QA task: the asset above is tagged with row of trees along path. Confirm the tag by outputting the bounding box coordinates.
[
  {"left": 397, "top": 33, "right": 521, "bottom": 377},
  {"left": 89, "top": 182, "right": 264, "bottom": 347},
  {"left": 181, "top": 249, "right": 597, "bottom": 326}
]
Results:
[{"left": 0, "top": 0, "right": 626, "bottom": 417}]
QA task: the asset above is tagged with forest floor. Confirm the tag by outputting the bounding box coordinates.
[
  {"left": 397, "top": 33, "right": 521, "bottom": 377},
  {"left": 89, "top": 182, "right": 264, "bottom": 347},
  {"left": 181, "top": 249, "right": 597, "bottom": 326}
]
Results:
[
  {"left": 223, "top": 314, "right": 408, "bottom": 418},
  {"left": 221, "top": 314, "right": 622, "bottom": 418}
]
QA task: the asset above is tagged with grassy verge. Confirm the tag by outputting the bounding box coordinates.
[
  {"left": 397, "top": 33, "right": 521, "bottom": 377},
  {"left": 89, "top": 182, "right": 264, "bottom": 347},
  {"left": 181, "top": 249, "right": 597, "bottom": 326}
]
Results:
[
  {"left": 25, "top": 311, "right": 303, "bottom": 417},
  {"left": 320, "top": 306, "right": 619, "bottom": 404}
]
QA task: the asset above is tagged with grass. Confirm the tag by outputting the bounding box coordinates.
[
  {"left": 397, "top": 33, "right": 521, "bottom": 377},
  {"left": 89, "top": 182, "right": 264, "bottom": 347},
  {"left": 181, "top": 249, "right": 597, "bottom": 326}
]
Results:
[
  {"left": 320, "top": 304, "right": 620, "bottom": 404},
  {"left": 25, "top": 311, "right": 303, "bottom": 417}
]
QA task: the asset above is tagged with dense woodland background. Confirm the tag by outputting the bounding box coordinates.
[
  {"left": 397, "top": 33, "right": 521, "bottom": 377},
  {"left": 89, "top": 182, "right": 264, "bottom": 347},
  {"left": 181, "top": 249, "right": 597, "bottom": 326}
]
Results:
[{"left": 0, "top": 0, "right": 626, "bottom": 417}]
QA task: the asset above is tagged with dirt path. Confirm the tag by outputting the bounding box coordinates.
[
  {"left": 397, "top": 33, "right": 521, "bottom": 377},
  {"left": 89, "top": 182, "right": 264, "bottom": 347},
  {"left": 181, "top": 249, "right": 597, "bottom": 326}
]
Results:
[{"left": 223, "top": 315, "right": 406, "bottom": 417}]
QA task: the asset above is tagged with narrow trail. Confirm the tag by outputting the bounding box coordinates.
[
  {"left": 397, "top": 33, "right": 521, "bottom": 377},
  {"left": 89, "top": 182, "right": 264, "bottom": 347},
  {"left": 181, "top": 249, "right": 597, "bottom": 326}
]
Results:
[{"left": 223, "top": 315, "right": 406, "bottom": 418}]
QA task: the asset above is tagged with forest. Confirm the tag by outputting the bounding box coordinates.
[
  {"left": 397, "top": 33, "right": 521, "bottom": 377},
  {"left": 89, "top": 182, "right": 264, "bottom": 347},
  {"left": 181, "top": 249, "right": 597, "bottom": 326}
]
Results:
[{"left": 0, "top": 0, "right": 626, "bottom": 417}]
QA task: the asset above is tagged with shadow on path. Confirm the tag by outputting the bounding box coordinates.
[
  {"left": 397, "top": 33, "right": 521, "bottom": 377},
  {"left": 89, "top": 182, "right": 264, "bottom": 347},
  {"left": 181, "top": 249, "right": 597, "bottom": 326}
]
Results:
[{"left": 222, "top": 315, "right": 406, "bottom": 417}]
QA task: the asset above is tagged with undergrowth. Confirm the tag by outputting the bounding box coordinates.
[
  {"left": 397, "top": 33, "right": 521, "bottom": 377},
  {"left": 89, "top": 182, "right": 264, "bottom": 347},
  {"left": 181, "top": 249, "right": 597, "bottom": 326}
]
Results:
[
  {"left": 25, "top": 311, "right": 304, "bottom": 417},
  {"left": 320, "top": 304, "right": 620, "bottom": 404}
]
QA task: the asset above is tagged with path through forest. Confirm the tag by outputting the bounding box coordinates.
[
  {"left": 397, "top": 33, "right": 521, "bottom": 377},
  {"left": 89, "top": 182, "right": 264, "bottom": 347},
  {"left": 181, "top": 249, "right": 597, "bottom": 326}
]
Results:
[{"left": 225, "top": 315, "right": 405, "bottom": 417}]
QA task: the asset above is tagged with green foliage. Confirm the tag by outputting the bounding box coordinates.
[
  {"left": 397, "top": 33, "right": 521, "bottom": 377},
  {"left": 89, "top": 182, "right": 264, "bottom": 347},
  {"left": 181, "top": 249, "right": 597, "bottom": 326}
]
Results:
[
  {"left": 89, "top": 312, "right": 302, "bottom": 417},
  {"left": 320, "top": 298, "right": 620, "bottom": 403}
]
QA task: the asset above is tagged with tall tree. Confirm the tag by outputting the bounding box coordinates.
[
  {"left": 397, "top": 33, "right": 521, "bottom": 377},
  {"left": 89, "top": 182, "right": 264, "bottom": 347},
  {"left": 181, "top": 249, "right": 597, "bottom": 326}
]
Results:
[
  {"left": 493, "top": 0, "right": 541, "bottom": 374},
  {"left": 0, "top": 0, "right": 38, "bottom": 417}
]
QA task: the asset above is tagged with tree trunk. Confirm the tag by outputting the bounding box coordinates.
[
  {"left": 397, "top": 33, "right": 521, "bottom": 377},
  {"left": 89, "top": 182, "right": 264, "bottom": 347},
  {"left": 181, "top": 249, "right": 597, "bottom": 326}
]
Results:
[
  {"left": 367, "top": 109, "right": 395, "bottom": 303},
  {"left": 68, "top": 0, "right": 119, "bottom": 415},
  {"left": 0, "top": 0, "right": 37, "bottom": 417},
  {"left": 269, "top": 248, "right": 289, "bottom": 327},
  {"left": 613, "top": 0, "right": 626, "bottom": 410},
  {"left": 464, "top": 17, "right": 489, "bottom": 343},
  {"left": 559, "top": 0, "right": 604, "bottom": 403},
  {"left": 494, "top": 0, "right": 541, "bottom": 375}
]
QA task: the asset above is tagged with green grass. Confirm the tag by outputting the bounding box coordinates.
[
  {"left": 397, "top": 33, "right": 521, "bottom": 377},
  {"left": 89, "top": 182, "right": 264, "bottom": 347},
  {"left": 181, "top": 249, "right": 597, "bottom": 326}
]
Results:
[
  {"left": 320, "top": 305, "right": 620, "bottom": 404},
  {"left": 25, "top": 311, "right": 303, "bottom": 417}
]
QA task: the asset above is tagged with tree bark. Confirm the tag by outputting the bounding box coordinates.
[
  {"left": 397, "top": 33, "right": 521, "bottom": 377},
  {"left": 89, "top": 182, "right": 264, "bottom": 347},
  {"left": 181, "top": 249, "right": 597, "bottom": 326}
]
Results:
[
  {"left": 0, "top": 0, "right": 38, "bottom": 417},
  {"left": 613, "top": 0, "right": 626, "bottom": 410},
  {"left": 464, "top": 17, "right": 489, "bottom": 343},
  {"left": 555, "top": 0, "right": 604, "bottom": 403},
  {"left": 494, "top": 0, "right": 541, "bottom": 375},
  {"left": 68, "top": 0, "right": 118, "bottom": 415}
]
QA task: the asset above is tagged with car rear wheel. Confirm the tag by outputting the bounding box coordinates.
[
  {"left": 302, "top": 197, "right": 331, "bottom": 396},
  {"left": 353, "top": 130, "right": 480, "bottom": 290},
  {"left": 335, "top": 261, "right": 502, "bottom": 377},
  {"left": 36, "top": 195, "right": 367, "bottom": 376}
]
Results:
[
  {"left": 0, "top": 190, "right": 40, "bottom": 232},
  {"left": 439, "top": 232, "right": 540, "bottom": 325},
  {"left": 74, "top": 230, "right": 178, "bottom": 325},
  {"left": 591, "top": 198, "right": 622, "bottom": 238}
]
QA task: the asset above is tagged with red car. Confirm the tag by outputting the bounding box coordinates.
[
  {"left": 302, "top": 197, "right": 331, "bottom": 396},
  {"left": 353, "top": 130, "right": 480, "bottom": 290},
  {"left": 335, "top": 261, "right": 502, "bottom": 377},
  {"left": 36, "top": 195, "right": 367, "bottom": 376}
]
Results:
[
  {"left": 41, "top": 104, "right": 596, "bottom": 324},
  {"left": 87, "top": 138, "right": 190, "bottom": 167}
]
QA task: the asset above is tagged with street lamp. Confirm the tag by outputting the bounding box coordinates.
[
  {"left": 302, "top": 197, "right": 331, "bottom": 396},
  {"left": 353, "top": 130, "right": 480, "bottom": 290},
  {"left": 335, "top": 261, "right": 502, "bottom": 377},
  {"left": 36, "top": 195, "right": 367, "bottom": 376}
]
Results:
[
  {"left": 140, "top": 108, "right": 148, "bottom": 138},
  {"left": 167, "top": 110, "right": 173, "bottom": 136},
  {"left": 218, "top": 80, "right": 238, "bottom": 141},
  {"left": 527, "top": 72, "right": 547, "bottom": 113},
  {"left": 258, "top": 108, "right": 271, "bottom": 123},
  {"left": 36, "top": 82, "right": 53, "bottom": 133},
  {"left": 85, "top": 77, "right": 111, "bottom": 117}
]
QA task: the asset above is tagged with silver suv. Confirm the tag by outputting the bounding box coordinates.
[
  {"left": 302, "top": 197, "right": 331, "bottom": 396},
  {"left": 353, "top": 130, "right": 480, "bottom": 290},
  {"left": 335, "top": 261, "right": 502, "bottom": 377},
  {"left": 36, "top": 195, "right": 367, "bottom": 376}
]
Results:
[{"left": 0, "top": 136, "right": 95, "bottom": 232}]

#### The request:
Identify each line in the records above that contains the string "forest" and copy those lines out in full.

#### Task output:
QA task: the asset above is tagged with forest floor. Confirm the tag by outputting the bounding box coordinates.
QA task: the asset above is tagged with forest. Confirm the tag by outputting the bounding box coordinates.
QA task: the asset above is tagged with path through forest. Confirm the tag by outputting the bounding box coordinates.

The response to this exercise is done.